Task goal
Answer from the forum thread on cheating:
(a) What does tech-novelist name as the main difference between the two kinds of cheating?
(b) According to theworkwidow's Feb 24, 2016 post, what did her sister say when told about the cheating?
(c) How does Deidre say serial one night stand type cheaters strike her?

Quoted passage
******

So what would bother you more? The serial cheater having unemotional sex with multiple partners, or the cheater who truly believed they were in love with AP? Looking at it from my own POV vs what I know my sister felt, I think her ex was worse. She was angry but also very hurt when she found out about his affair. Quite honestly, I don't feel hurt at all - just furiously angry at the betrayal and totally disgusted by the immorality of his behavior. Which strikes me as odd because prior to the breakup of either marriage, I would have thought mine was better than hers. It seems like I should be sorry to lose him but honestly all I can think is the sooner he is out of my life the better. I certainly can't imagine ever letting him touch me again knowing he's been screwing prostitutes. Honestly I think I would be less upset if he had fallen in love with another woman at least that's an "excuse" for cheating even if it's not valid. Soliciting hookers or really any sex without an emotional bond is just plain inexcusable IMHO.


----------



## GusPolinski (Jan 21, 2014)

To be clear, you're talking about a wayward engaging in a series of NSA PAs (one or more of which may have been ONS's) vs a single _EA/*PA*_?

TBH, either would prompt me to file for divorce.
_Posted via Mobile Device_


----------



## *Deidre* (Feb 7, 2016)

Serial one night stand type cheaters strike me as having an addiction, of sorts. They are unhappy with themselves, and they seek risk, danger, instant gratification and an escape from what is troubling them. Whereas I might take an emotional affair more personally, even though both types of cheaters still make a CHOICE to cheat, just in different styles.


----------



## ConanHub (Aug 9, 2013)

Lets see....

Eat a pile of dog poop or a pile of cat crap.

I'm not eating at that restaurant.
_Posted via Mobile Device_


----------



## tech-novelist (May 15, 2014)

The main difference I see is that the multiple encounters are more likely to result in an STD.

Otherwise, I don't see much difference; they're both terminal to the marriage.


----------



## Evinrude58 (Jun 16, 2014)

Both too disturbing to think about.
Your husband is just a messed up, conscienceless addict. Her husband is a serial cheater that will never have a loving relationship.

Both of them are their own worst enemies. Good that they're on their way or already out of your lives.
_Posted via Mobile Device_


----------



## weltschmerz (Feb 18, 2016)

Broken-hearts and failed marriages don't kill you.

STDs do.


----------



## arbitrator (Feb 13, 2012)

*No matter how nicely that you may slice the pie, the one common denominator here is "betrayal!"

Isn't this bad enough on it's own merits?
*
_Posted via Mobile Device_


----------



## Acoa (Sep 21, 2012)

Which is worse? Death by knife or gun? 

Answer - doesn't matter if you wanted to live. 


Sent from my iPhone using Tapatalk


----------



## theworkwidow (Feb 24, 2016)

I guess my main reason for asking is that my sister made a comment to me when I told her I found out he was cheating, that at least my H hadn't betrayed me emotionally by falling in love with someone else. I feel exactly the opposite - I could have accepted him falling in love with someone else easier than him debasing himself with hookers. Cheating is always wrong but at least you can make a case that love gives it "legitimacy". I suppose the hookers are just a part of his becoming an addict though. Alcohol, gambling, and porn sex. Never could have foreseen my sweet college professor of 20 years ago going down this particular path.

******

Rows
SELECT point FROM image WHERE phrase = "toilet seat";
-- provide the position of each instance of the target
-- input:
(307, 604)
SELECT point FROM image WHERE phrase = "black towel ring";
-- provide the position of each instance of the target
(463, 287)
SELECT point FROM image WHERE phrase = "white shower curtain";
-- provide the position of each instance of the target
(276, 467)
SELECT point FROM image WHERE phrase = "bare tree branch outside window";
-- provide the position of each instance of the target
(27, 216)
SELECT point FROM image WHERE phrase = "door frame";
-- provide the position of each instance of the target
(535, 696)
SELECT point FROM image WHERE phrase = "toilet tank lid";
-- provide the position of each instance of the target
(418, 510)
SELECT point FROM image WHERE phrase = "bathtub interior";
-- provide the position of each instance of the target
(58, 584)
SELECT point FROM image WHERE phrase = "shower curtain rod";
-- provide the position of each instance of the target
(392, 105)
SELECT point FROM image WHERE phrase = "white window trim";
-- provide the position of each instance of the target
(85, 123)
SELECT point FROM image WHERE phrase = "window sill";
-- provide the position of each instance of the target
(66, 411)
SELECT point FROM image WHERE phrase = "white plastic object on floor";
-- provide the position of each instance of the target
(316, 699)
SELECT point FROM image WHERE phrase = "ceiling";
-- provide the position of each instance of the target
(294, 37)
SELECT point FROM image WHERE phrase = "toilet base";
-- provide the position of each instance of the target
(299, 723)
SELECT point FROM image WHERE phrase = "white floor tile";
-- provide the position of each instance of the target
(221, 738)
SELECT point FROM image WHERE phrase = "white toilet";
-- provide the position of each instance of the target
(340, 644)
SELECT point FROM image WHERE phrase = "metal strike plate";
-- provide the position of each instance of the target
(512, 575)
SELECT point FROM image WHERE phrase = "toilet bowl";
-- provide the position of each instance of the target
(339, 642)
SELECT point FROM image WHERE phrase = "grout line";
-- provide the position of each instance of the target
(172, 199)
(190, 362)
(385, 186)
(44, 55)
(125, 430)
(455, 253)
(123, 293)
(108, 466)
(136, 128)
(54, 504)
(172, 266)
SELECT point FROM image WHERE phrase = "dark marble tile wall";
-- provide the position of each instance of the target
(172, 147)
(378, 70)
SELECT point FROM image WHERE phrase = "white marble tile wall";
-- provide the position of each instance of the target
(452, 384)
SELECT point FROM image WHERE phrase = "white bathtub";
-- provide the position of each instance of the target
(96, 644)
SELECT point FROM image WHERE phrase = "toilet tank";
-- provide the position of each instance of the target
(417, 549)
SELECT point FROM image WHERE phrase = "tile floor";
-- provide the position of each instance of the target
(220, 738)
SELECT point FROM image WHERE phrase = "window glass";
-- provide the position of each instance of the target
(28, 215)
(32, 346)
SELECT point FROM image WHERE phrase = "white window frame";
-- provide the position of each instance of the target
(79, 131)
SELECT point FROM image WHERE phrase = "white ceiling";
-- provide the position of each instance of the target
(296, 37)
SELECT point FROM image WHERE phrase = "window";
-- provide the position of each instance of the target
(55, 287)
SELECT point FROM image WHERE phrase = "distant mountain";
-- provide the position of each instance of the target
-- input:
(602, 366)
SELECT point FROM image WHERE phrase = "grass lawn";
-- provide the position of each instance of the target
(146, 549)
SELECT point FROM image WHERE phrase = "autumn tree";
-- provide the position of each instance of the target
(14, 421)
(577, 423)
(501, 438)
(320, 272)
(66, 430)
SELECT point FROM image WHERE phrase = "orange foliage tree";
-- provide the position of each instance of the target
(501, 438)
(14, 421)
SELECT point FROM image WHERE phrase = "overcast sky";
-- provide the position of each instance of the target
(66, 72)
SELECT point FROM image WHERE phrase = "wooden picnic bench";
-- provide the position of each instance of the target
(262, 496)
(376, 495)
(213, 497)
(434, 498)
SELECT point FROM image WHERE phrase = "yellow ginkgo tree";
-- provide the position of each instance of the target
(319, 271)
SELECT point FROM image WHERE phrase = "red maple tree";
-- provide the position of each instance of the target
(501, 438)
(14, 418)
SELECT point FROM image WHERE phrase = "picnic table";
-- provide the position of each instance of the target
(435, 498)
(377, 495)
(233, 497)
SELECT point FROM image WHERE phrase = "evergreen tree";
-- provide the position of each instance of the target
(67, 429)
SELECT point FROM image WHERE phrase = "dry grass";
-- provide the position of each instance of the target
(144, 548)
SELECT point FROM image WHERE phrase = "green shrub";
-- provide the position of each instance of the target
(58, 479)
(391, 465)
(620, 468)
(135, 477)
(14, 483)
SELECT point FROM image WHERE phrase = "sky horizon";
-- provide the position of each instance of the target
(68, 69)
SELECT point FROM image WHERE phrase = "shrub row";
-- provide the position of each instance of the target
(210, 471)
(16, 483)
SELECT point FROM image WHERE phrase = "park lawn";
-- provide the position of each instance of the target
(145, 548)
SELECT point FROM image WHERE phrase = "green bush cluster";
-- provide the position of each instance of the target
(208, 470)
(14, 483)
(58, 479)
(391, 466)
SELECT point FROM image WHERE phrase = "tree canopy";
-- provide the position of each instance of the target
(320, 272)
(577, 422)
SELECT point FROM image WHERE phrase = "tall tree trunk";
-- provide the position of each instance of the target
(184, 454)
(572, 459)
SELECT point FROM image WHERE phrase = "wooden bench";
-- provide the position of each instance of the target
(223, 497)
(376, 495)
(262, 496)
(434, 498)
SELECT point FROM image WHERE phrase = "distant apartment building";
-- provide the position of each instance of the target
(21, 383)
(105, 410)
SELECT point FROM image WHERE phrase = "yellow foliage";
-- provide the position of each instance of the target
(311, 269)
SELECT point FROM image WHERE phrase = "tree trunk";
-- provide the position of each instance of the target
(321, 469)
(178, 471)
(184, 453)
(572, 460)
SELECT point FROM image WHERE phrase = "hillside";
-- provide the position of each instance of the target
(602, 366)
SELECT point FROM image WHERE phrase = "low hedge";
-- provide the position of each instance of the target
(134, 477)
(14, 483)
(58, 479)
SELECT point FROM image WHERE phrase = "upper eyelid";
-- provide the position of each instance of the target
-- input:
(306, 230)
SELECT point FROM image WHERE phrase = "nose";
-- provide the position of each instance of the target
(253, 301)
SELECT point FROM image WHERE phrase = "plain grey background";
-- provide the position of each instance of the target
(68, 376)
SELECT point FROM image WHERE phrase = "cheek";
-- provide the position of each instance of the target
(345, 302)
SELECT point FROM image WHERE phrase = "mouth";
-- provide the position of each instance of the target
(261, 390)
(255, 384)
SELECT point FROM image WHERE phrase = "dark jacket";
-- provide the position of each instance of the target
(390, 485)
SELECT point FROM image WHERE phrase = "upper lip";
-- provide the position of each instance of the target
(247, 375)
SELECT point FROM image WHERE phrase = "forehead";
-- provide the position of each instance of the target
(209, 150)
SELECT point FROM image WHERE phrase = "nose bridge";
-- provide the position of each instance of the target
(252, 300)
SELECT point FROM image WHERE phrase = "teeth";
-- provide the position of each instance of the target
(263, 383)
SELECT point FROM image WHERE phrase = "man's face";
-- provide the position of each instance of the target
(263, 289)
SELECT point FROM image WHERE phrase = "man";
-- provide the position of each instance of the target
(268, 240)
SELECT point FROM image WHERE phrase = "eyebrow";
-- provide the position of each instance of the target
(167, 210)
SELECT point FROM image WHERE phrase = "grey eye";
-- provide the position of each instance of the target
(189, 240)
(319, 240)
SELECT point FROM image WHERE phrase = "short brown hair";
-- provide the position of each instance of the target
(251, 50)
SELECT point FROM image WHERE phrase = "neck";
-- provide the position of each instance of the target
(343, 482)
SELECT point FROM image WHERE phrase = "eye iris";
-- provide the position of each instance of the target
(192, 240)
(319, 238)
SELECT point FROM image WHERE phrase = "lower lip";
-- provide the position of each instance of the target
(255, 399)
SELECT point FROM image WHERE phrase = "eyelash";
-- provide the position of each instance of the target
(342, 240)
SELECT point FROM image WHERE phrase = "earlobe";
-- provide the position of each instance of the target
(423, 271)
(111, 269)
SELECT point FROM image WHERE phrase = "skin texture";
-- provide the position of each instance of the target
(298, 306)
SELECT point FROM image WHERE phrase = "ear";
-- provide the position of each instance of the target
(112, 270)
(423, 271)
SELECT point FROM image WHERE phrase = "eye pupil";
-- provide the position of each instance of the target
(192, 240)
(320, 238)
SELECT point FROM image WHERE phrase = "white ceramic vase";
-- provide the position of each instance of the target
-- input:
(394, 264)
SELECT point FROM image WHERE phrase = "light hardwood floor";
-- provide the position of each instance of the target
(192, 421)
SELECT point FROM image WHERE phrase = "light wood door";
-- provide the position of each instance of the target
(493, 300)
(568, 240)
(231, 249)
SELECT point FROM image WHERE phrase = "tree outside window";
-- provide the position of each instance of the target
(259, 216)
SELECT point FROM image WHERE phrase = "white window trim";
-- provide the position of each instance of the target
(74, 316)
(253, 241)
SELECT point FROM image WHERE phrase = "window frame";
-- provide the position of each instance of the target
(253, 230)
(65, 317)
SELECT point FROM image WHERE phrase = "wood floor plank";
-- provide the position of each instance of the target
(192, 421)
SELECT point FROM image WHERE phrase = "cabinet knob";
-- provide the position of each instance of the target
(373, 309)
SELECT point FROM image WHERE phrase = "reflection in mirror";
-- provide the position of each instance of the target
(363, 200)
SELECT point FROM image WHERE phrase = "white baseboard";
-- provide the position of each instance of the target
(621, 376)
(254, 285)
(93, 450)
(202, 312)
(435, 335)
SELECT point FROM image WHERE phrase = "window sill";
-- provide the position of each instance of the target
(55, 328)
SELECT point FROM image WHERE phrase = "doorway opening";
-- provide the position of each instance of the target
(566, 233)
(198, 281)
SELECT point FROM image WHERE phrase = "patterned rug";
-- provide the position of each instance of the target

******

The response
(a) The multiple encounters are more likely to result in an STD.
(b) That at least her H hadn't betrayed her emotionally by falling in love with someone else.
(c) As having an addiction, of sorts.